---------- RECORDS PROVIDED
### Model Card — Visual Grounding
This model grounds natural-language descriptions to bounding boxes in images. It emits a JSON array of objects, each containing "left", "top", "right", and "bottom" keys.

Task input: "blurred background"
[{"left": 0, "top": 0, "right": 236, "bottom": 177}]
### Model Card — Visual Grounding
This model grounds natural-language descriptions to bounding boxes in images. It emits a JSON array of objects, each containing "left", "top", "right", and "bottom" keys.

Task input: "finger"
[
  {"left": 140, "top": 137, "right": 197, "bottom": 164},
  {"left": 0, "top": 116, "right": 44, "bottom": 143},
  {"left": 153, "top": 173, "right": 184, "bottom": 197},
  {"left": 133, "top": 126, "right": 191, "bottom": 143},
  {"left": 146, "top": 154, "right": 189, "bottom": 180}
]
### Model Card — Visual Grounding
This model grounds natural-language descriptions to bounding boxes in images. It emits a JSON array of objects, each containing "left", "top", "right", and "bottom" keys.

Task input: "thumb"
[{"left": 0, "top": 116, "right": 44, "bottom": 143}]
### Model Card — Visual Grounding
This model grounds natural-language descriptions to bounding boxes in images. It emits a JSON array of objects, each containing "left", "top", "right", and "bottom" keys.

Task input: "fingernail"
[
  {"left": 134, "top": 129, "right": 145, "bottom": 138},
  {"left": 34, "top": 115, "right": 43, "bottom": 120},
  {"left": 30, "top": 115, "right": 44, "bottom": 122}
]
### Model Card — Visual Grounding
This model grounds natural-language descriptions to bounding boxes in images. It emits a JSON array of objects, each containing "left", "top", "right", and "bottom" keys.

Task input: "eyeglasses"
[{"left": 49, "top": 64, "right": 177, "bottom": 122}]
--------------------
## TASK TO COMPLETE:
All of the material must appear again, exactly as given.

## RESULT OF THE TASK:
### Model Card — Visual Grounding
This model grounds natural-language descriptions to bounding boxes in images. It emits a JSON array of objects, each containing "left", "top", "right", and "bottom" keys.

Task input: "blurred background"
[{"left": 0, "top": 0, "right": 236, "bottom": 177}]
### Model Card — Visual Grounding
This model grounds natural-language descriptions to bounding boxes in images. It emits a JSON array of objects, each containing "left", "top", "right", and "bottom" keys.

Task input: "finger"
[
  {"left": 140, "top": 137, "right": 197, "bottom": 164},
  {"left": 0, "top": 116, "right": 44, "bottom": 143},
  {"left": 153, "top": 173, "right": 184, "bottom": 197},
  {"left": 133, "top": 126, "right": 191, "bottom": 143},
  {"left": 146, "top": 154, "right": 189, "bottom": 180}
]
### Model Card — Visual Grounding
This model grounds natural-language descriptions to bounding boxes in images. It emits a JSON array of objects, each containing "left", "top", "right", and "bottom" keys.

Task input: "thumb"
[{"left": 0, "top": 116, "right": 44, "bottom": 143}]
### Model Card — Visual Grounding
This model grounds natural-language descriptions to bounding boxes in images. It emits a JSON array of objects, each containing "left", "top", "right", and "bottom" keys.

Task input: "fingernail"
[
  {"left": 134, "top": 129, "right": 145, "bottom": 138},
  {"left": 34, "top": 115, "right": 43, "bottom": 120},
  {"left": 30, "top": 115, "right": 44, "bottom": 122}
]
### Model Card — Visual Grounding
This model grounds natural-language descriptions to bounding boxes in images. It emits a JSON array of objects, each containing "left", "top", "right", and "bottom" keys.

Task input: "eyeglasses"
[{"left": 49, "top": 64, "right": 177, "bottom": 122}]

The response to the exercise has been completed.